## [Task description]
Please put the rows from the line with "Quick check: Given the image above, locate every front" to the line with "114, 612, 618, 760", both included, into a numbered list without any blank lines. List only those rows.
· · · ·
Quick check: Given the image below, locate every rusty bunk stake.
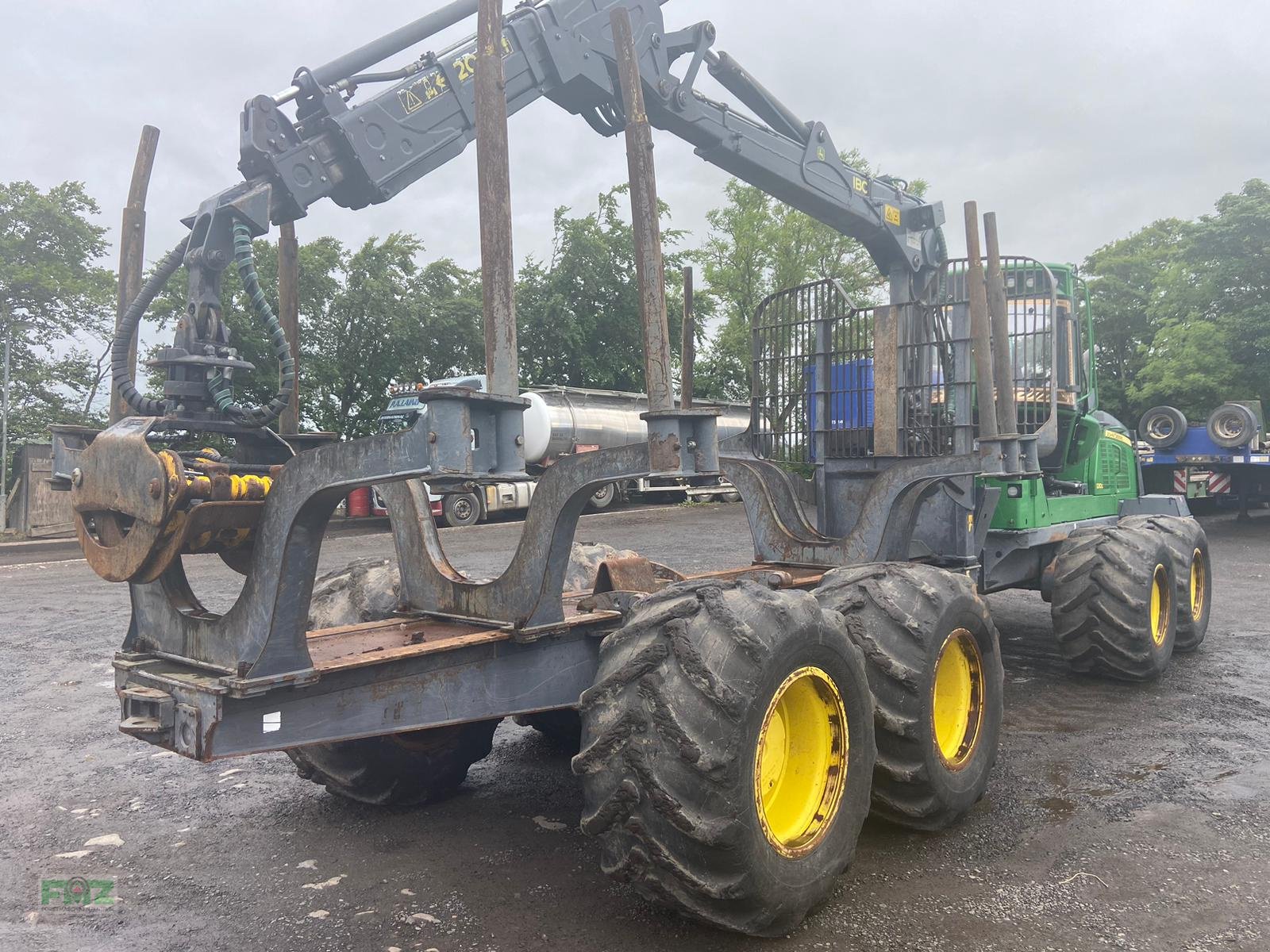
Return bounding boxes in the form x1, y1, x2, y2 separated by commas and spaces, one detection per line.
965, 202, 1001, 472
679, 264, 697, 410
610, 6, 675, 414
983, 212, 1018, 436
474, 0, 519, 396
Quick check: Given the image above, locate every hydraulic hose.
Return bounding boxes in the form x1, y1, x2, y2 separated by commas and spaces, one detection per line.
110, 236, 189, 416
207, 224, 296, 427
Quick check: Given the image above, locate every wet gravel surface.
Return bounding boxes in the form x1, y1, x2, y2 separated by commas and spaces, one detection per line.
0, 505, 1270, 952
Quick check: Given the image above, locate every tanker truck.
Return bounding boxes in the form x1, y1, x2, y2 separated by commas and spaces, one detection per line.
373, 373, 749, 525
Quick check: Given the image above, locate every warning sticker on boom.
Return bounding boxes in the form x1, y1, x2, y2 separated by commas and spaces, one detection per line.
398, 36, 516, 116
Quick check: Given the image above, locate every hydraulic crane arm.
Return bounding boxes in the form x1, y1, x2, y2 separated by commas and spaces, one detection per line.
206, 0, 945, 290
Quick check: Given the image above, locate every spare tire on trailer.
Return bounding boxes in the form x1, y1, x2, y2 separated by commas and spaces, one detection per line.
587, 482, 618, 512
441, 493, 485, 528
1138, 406, 1187, 449
1208, 404, 1257, 449
573, 579, 875, 935
814, 562, 1005, 830
1050, 524, 1177, 681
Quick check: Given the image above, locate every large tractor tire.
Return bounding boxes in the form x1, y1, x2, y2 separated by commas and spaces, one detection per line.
1050, 525, 1177, 681
815, 562, 1005, 830
573, 580, 875, 935
1120, 516, 1213, 651
287, 720, 498, 806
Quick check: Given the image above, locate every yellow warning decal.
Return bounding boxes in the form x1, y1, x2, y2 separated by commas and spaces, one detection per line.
398, 36, 516, 116
398, 89, 423, 113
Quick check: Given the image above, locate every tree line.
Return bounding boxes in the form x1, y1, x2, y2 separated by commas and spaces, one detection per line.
0, 171, 1270, 479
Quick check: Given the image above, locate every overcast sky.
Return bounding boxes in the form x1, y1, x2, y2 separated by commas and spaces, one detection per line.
0, 0, 1270, 279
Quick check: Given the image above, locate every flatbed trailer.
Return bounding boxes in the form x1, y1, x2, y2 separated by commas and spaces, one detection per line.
1138, 401, 1270, 516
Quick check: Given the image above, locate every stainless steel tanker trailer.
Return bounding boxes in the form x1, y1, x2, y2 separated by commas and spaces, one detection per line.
373, 373, 751, 525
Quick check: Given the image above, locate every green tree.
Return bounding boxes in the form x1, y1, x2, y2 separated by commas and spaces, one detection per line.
0, 182, 114, 485
1082, 218, 1192, 421
696, 150, 926, 400
1133, 179, 1270, 419
1084, 179, 1270, 421
516, 186, 695, 391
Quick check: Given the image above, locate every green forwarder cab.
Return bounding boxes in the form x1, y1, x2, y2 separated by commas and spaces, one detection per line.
980, 263, 1153, 598
984, 264, 1141, 540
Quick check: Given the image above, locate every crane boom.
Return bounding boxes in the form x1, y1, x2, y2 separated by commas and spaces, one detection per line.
206, 0, 944, 290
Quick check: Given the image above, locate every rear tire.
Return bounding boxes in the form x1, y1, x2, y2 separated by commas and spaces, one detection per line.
815, 562, 1005, 830
573, 579, 875, 935
1120, 516, 1213, 651
287, 720, 499, 806
1050, 525, 1177, 681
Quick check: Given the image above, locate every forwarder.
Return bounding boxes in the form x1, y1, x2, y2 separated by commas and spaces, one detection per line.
56, 0, 1211, 935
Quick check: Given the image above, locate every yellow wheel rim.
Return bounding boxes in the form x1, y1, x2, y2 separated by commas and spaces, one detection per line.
1191, 548, 1208, 622
754, 668, 849, 858
931, 628, 984, 770
1151, 565, 1168, 647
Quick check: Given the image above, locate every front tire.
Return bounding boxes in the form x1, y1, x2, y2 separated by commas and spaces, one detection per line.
1050, 525, 1177, 681
815, 562, 1005, 830
1120, 516, 1213, 651
573, 580, 875, 935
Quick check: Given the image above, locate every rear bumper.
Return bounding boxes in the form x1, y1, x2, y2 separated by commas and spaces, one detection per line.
114, 612, 618, 760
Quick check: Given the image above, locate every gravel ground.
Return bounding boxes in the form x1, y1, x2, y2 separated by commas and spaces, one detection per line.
0, 505, 1270, 952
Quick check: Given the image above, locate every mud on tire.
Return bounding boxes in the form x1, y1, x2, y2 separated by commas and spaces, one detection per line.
573, 580, 875, 935
815, 562, 1005, 830
1120, 516, 1213, 651
287, 720, 498, 806
1050, 524, 1177, 681
516, 707, 582, 754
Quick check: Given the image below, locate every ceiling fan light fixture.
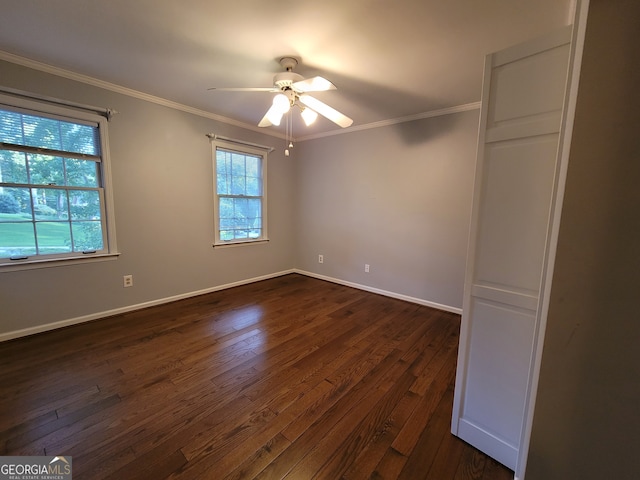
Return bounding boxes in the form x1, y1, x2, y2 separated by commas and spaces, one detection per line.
300, 107, 318, 127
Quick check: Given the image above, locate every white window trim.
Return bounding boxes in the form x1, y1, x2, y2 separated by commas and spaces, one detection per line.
208, 135, 272, 248
0, 93, 120, 272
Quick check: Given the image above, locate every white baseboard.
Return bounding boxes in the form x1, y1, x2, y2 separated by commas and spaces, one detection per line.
0, 268, 462, 342
293, 268, 462, 315
0, 270, 295, 342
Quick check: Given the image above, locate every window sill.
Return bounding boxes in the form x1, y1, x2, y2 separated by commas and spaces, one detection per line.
0, 253, 120, 273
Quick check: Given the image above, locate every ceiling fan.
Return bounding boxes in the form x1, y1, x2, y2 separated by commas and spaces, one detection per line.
209, 57, 353, 128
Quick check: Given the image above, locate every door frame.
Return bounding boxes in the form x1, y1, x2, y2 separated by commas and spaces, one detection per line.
514, 0, 590, 480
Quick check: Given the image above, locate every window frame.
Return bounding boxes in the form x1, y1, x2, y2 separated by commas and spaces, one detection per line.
211, 138, 270, 248
0, 92, 119, 271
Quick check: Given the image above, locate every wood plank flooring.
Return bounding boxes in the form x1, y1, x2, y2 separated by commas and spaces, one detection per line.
0, 274, 513, 480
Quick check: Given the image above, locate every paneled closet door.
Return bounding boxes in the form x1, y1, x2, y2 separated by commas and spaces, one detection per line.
452, 27, 571, 469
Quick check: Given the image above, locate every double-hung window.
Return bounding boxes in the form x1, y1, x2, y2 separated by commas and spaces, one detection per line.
213, 140, 268, 245
0, 95, 115, 267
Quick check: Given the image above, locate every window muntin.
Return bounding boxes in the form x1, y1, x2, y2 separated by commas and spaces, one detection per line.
214, 142, 267, 245
0, 97, 115, 266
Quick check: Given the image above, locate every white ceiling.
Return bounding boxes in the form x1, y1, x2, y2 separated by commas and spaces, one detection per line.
0, 0, 574, 137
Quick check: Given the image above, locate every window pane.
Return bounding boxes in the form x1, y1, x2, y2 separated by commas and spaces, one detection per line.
216, 148, 263, 241
22, 115, 62, 150
69, 190, 100, 220
0, 223, 36, 258
36, 222, 71, 255
231, 153, 246, 177
246, 157, 262, 178
216, 150, 231, 195
219, 197, 233, 219
27, 154, 65, 185
247, 177, 262, 197
0, 150, 28, 183
65, 158, 98, 187
0, 187, 32, 222
231, 175, 246, 195
71, 220, 103, 252
31, 188, 69, 220
59, 121, 99, 155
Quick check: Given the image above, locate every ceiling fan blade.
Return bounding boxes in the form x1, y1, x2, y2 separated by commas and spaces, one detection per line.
207, 87, 280, 92
292, 77, 336, 93
299, 94, 353, 128
258, 107, 273, 127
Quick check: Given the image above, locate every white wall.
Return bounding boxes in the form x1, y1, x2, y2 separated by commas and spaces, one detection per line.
295, 110, 479, 309
526, 0, 640, 480
0, 62, 295, 338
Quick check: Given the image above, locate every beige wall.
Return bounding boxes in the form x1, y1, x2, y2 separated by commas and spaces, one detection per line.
296, 110, 479, 308
526, 0, 640, 480
0, 62, 295, 335
0, 62, 478, 338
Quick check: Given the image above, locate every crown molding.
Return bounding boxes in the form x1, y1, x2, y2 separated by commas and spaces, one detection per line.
0, 50, 285, 138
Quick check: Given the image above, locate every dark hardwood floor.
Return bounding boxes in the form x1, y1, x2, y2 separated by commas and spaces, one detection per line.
0, 275, 513, 480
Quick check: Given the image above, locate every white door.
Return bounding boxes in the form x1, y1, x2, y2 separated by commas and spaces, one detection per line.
452, 27, 571, 469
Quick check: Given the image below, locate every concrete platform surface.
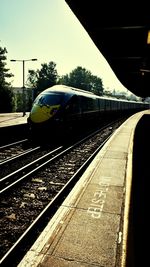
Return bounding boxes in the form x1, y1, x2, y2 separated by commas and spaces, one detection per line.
18, 111, 150, 267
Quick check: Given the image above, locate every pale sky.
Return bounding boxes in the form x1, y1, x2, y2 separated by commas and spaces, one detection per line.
0, 0, 129, 94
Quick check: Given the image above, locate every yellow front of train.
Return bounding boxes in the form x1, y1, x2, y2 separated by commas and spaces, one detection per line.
29, 90, 62, 124
30, 104, 60, 123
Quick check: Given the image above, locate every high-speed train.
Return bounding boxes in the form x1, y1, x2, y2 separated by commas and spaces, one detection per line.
28, 85, 149, 140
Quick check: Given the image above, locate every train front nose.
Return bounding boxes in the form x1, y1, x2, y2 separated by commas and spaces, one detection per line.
30, 105, 52, 123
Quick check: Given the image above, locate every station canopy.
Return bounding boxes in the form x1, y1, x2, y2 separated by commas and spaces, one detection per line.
65, 0, 150, 97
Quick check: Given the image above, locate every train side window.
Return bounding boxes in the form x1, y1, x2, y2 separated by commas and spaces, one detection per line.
66, 96, 80, 114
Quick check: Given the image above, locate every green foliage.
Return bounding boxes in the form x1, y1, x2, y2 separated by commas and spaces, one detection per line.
28, 61, 104, 98
0, 47, 13, 112
28, 61, 58, 95
59, 66, 104, 95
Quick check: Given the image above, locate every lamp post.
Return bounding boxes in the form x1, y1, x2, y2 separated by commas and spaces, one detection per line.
10, 58, 37, 116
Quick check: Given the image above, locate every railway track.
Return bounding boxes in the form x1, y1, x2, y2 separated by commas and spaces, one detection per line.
0, 122, 125, 266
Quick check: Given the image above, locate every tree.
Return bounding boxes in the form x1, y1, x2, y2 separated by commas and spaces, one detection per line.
0, 47, 13, 112
59, 66, 104, 95
28, 61, 58, 95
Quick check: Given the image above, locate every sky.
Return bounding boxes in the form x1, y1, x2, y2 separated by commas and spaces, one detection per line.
0, 0, 127, 92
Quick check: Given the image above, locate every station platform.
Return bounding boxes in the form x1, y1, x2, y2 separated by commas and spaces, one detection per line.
18, 110, 150, 267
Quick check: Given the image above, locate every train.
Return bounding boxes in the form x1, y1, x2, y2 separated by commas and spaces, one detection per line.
27, 85, 149, 143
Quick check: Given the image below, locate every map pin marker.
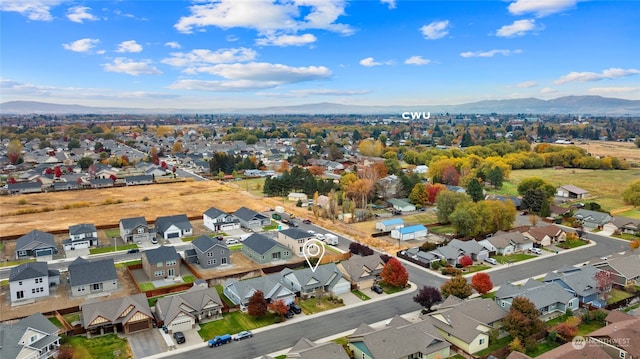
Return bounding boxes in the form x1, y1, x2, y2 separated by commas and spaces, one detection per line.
302, 239, 324, 273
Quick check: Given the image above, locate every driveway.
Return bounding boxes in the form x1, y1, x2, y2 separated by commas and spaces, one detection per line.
127, 328, 169, 358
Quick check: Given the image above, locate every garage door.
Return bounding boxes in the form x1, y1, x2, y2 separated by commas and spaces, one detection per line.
333, 280, 351, 295
170, 319, 193, 333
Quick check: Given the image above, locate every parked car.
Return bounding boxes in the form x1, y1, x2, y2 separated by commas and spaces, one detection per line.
484, 258, 498, 265
529, 248, 542, 255
233, 330, 253, 340
173, 332, 187, 344
207, 334, 231, 348
289, 303, 302, 314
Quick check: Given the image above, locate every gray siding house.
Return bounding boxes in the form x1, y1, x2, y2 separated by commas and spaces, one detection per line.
68, 257, 118, 297
242, 233, 293, 264
9, 262, 60, 303
191, 236, 231, 268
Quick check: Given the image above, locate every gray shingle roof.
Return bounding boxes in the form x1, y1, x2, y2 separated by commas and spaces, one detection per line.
· · · ·
## [Completed exercise]
1. Quick check: Given the image above, locate every front tire.
2. Return bounding boxes in the form x1, y1, x2, y2 separated by commas and spaces, one detection per line.
3. 1050, 525, 1177, 681
4. 815, 562, 1005, 830
5. 1120, 516, 1213, 651
6. 573, 580, 875, 935
7. Quick check: Given the image above, locate every rear bumper.
8. Return bounding boxes in the form x1, y1, x2, y2 separated by commas and spaces, one detection per line.
9. 114, 612, 618, 760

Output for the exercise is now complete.